Prompt 1
From the passage about Golahny's art, quote the part that opens with the words containing "Golahny worked in" and closes with "subsequent large paintings.".

Document extract

┄┄┄┄┄┄

In addition to Zadkine and Rembrandt, artists with whom Golahny found affinity include Max Beckmann, Paul Cezanne, Wassily Kandinsky, Paul Klee, Franz Marc, and Nicolas de Staël. Taken together, these artists have strong expressive qualities in the rendering of figures and nature. Of Cezanne, Golahny noted that “when he puts a stroke of paint on the canvas, it stays there.” The saturated colors of Marc and Kandinsky provided her with examples of brilliant and pure pigments; the playful creatures and inventions of Klee provided models of fantasy. Beckmann’s paintings of humanity under duress reinforced Golahny’s own efforts to represent suffering.

Golahny’s earliest work reflects city life in Detroit, New York City, and Chicago: people on buses or trains, workers in factories, and children at play. She responded to global tragedy, such as World War II, the Korean War, Biafra, the threat of nuclear war, and recent terrorism. She portrayed the realities of these tragedies, often modeling an image on a photograph from the New York Times, and depicted also the imagined consequences of these tragedies. She rendered the earth's landscape, as for instance the stunning mountains of Sinai, the knobby olive trees of Israel, and the contorted roots of a Massachusetts oak. And she explored in her art what lies beyond the earth, in the wider realm of the cosmos: nebulae, galaxies, and black holes. Each theme she approached in various media, to achieve diverse pictorial and expressive effects.

Golahny worked in series. One series, begun around 1964 with a multi-block color woodcut, was titled Landscape of Man in the Nuclear Age. She continued this series in intaglio, painting, wood engraving, and copper engraving, completing it in 1988. What grounds each image in the series is a central column of three faces, the middle face shutting his eyes tight so as not to see the destruction around him. Several images in the series also feature an embracing arm to the right side of the column, shielding many figures from harm.

Golahny at an exhibition featuring "Landscape of Man"Golahny at an exhibition featuring Landscape of Man

A visit to a mid-west state fair inspired an intaglio print of 1949 titled Children at the Fair: The Ride. Golahny reprised this composition of a whirligig (a central pole with carts swinging from it) in a 1987 woodcut and in several subsequent large paintings.

Inspired by early publications on nebulae and black holes, Golahny began the Space series in 1980. In dozens of paintings she recreated the convulsive and bubbling activity of distant galaxies, modeling her images on the photographs and reports of cosmic exploration in the archives of the Harvard College Observatory, Cambridge, Massachusetts. She also painted evocative layerings of an imagined passage through space and time, and fantastic semi-formed creatures that exist in a life outside of our experience.

The Being and Becoming series concerns the expansion of the universe since the Big Bang. Works in this series represent the continuous creative processes of the universe, a process that culminates in the emergence of the human being as a cognitive individual. Several pieces are structured around the shape of a “V,” which symbolizes outward movement from the initial Big Bang. Inspired by this series and other paintings, Boston-based musicians Paul and Rosalie DiCrescenzo wrote a four-movement score to accompany a slide-show of the images, titled The Watchers and the Watched. This was performed with support from the Massachusetts Council on the Arts in 1995. And it was performed again, at the Newton Free Library in December 2006, as part of a commemoration of Golahny’s life and work.

Golahny and "Lamed Vov", named for the thirty-six righteous people of Talmudic legendGolahny and Lamed Vov, named for the thirty-six righteous people of Talmudic legend

Throughout her seven decades of work, Golahny explored the place of humanity in the infinite universe, and expressed empathy for people caught up in historical catastrophe. Her response to the World Trade Center attacks of September 11, 2001 was to paint two large canvases in a series called The Striving. In the second painting, her last, ladder-like towers lean but do not fall, surrounded on one side by the thoughtful, diverse faces of those affected by September 11th , and on the other by sufferers of past tragedies. Next to the towers, at the painting’s center, an African American basketball player leaps to make a basket, touching a haloed, globe-like ball to which the towers seem to point.

┄┄┄┄┄┄

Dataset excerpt
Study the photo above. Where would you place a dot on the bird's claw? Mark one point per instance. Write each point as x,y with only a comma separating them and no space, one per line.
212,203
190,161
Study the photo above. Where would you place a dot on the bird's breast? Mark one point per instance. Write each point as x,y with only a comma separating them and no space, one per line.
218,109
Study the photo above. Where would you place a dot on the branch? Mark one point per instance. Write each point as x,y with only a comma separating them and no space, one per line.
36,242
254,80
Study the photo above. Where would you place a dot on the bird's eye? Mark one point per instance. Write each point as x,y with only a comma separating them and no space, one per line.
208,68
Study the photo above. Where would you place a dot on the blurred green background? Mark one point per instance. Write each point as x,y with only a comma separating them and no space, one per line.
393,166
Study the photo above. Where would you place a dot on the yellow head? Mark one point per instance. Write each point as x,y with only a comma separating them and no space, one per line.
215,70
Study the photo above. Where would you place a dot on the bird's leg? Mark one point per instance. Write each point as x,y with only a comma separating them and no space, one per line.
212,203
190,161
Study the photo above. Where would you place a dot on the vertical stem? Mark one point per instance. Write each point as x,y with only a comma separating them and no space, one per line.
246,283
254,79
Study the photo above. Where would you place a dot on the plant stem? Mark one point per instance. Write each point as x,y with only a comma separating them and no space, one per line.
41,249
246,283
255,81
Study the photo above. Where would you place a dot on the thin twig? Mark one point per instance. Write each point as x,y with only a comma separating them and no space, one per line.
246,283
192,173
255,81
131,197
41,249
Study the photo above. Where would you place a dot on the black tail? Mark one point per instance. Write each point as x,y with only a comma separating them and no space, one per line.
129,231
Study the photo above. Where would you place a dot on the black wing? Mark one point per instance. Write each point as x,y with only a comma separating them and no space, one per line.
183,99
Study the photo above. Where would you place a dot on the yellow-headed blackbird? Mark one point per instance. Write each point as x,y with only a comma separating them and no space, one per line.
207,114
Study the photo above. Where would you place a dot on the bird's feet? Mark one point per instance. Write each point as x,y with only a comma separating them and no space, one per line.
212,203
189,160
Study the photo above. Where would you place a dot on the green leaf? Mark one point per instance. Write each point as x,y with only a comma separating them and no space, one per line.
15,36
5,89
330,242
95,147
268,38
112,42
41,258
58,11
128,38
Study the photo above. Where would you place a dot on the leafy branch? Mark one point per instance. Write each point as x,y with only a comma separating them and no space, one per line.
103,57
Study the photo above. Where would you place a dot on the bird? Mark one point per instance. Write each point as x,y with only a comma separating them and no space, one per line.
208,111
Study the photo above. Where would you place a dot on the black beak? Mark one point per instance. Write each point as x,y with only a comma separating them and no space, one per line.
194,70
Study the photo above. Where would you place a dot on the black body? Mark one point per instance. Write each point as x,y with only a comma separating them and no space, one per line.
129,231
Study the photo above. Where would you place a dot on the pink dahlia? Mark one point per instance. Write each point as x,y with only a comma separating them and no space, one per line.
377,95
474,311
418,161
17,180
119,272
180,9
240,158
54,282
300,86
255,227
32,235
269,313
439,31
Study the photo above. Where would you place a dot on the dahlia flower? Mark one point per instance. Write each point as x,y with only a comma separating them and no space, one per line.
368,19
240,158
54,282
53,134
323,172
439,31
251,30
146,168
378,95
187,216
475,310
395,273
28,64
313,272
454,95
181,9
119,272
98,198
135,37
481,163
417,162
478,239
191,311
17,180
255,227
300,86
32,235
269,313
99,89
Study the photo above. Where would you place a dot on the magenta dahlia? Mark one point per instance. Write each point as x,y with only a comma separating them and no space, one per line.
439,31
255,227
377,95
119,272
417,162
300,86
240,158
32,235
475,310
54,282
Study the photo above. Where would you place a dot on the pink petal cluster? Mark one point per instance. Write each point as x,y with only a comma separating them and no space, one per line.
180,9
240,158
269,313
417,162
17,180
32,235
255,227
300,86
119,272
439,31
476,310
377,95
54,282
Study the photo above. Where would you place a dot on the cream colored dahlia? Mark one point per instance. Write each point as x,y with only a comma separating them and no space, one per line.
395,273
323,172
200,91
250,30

┄┄┄┄┄┄

Prompt 2
Lay out the records, from the line containing "on the cream" through the end of the records, as a Markdown table with the columns No. and Line, skipping blank lines.

Response 1
Golahny worked in series. One series, begun around 1964 with a multi-block color woodcut, was titled Landscape of Man in the Nuclear Age. She continued this series in intaglio, painting, wood engraving, and copper engraving, completing it in 1988. What grounds each image in the series is a central column of three faces, the middle face shutting his eyes tight so as not to see the destruction around him. Several images in the series also feature an embracing arm to the right side of the column, shielding many figures from harm.

Golahny at an exhibition featuring "Landscape of Man"Golahny at an exhibition featuring Landscape of Man

A visit to a mid-west state fair inspired an intaglio print of 1949 titled Children at the Fair: The Ride. Golahny reprised this composition of a whirligig (a central pole with carts swinging from it) in a 1987 woodcut and in several subsequent large paintings.

Response 2
| No. | Line |
|---|---|
| 1 | Study the photo above. Where would you place a dot on the cream colored dahlia? Mark one point per instance. Write each point as x,y with only a comma separating them and no space, one per line. |
| 2 | 395,273 |
| 3 | 323,172 |
| 4 | 200,91 |
| 5 | 250,30 |